Extract each line of the data below that contains the string "inside", and copy every such line in full.

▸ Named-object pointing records

↓

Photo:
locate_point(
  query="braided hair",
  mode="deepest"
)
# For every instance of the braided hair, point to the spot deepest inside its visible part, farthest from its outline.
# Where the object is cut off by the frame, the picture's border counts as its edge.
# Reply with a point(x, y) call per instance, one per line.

↑
↓

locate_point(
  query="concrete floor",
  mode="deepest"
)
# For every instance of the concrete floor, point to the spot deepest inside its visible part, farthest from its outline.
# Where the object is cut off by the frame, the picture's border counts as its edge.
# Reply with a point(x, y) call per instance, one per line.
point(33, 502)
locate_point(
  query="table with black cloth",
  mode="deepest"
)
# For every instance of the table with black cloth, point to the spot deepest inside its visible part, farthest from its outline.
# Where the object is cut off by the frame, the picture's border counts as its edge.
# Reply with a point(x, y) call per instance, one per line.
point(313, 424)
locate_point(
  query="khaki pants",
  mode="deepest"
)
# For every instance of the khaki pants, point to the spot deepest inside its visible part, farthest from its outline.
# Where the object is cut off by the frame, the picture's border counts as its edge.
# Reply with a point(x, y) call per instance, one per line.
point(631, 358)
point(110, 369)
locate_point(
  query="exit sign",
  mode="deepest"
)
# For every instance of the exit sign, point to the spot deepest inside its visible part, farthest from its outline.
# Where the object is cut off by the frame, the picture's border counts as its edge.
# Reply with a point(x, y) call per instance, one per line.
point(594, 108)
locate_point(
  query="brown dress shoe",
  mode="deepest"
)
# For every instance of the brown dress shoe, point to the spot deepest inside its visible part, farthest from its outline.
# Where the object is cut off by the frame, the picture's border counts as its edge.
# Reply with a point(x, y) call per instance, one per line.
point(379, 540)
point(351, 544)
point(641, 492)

↑
↓

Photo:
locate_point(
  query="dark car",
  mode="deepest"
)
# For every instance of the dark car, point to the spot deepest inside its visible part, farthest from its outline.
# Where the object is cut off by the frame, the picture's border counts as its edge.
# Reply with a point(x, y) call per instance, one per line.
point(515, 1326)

↑

▸ SOLVED EXERCISE
# For every instance of the braided hair, point to the spot deepest inside its visible part, farthest from its outline.
# For every instance of the concrete floor, point to the spot deepest inside its visible part, farthest from its outline.
# For every instance of the table with black cloth, point to the spot deepest inside its visible part, farthest from its outline.
# For every instance of the khaki pants, point to the spot deepest inside its visible part, farthest from its outline.
# For every instance of the exit sign, point to the spot deepest inside its visible part, farthest from its outline.
# For every instance of the brown dress shoe, point to the spot deepest inside its visible part, farthest from its outline.
# For every instance of the dark car, point to the spot deepest inside its visible part, farthest from its outline.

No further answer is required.